# Required work
List every line of the rows below that contains the word "order", treating uppercase and lowercase as different.

Stored records
+ + + + + + +
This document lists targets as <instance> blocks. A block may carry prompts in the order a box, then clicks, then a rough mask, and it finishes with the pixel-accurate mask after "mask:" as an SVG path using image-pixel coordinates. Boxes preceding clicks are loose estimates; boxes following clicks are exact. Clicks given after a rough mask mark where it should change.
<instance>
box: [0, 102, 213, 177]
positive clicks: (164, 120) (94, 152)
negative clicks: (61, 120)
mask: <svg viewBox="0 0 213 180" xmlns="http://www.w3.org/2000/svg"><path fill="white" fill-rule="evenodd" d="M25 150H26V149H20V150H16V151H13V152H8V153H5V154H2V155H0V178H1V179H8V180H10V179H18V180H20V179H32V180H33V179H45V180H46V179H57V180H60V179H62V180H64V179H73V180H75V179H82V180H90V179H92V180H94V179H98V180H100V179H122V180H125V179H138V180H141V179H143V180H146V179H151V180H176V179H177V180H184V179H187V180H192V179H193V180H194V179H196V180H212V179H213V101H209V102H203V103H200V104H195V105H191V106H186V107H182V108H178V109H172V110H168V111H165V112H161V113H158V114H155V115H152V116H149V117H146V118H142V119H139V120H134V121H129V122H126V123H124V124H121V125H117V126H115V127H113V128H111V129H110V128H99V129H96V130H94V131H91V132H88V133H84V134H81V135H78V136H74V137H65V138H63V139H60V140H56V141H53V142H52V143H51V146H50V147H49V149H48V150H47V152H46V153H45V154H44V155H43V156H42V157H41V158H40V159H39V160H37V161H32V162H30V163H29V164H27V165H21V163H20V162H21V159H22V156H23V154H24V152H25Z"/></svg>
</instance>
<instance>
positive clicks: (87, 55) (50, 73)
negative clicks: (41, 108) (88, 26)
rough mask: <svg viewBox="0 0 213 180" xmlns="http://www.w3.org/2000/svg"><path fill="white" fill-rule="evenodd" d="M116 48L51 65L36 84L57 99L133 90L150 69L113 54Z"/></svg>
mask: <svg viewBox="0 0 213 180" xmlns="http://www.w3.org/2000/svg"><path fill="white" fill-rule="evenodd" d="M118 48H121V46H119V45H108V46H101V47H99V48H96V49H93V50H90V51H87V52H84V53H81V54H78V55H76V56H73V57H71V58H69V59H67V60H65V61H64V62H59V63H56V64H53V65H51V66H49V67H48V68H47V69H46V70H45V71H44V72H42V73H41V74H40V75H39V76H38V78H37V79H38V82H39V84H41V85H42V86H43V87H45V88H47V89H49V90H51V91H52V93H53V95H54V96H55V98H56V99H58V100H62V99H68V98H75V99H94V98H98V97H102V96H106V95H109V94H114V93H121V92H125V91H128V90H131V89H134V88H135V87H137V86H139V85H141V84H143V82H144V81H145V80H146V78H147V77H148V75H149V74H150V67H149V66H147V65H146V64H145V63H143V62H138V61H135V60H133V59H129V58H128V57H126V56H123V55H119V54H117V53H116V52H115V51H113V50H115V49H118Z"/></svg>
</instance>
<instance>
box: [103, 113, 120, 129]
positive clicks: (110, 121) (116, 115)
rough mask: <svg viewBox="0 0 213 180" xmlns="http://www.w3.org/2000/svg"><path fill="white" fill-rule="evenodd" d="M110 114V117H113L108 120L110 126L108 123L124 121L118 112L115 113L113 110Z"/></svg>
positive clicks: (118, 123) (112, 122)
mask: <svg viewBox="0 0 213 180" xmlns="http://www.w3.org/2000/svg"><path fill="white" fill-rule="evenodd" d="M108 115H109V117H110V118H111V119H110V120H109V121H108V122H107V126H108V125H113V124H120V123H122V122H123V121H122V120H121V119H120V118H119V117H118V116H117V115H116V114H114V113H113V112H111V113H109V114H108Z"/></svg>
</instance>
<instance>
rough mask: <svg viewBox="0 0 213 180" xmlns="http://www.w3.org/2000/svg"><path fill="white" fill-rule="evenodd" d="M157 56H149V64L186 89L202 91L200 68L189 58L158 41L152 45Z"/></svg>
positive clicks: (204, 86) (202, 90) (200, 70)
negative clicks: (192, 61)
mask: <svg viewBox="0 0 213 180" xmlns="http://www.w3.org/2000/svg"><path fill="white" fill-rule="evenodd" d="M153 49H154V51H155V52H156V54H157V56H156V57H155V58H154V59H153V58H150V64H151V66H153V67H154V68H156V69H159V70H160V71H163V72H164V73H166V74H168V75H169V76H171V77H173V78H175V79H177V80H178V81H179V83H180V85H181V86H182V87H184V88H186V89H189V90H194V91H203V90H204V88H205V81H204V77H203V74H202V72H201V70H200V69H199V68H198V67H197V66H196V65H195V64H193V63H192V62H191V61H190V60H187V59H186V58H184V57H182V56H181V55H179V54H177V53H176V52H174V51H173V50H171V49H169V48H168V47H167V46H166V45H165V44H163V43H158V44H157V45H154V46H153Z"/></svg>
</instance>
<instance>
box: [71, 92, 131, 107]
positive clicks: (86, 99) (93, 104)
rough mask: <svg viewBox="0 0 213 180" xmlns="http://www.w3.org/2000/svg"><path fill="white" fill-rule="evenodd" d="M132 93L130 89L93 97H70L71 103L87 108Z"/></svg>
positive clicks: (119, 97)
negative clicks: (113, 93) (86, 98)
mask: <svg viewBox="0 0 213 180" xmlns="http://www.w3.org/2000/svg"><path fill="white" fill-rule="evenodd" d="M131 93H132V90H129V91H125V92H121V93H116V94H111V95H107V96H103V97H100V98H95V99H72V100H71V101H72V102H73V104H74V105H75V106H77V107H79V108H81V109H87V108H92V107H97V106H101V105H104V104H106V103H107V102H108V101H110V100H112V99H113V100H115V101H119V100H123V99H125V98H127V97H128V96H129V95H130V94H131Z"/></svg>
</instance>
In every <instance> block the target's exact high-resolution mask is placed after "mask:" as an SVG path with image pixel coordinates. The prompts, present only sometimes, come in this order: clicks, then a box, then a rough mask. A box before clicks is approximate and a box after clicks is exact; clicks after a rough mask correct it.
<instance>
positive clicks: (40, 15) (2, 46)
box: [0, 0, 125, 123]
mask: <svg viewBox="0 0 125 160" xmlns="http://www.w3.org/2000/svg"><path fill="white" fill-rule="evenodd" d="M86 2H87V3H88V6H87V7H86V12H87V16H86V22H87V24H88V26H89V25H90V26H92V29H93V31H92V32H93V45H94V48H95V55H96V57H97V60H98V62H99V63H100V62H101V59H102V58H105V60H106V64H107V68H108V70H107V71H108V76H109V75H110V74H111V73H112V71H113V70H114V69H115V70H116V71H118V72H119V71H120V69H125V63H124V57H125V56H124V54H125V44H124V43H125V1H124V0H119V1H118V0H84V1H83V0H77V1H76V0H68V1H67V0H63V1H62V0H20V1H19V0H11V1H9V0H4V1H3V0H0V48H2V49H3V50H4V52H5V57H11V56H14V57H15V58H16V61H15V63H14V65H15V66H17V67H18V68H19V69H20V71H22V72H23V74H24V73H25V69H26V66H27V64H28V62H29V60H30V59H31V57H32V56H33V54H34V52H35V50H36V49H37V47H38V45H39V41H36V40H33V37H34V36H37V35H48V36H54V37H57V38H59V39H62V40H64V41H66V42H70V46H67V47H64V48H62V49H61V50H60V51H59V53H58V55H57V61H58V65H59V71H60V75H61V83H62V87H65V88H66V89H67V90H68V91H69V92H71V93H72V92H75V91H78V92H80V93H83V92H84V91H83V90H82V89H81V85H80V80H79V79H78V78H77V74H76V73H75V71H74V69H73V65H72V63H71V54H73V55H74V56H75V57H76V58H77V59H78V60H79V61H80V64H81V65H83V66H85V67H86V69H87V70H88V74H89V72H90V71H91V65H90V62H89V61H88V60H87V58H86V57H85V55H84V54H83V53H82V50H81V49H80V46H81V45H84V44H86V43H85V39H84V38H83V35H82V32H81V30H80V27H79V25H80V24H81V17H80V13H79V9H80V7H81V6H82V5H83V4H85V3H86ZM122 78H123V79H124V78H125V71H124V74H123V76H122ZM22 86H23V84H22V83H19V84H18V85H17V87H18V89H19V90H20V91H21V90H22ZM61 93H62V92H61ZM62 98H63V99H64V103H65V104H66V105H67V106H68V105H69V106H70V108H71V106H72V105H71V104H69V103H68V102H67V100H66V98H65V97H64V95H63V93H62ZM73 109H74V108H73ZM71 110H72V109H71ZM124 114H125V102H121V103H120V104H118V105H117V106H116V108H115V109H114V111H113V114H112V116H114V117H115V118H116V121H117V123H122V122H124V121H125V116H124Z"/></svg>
+ + + + + + +
# Task output
This document lists targets as <instance> blocks. A block may carry prompts in the order a box, then clicks, then a rough mask, and it finishes with the pixel-accurate mask after "mask:" as an SVG path using image-pixel coordinates. Boxes preceding clicks are loose estimates; boxes following clicks are exact. Clicks given after a rough mask mark where it should change.
In every <instance> block the target's exact high-resolution mask is placed after "mask:" as an SVG path with image pixel coordinates. The prompts, present only sometimes, come in this order: clicks, then a box, then a rough mask. A box before clicks is approximate and a box after clicks is exact; clicks after a rough mask correct it.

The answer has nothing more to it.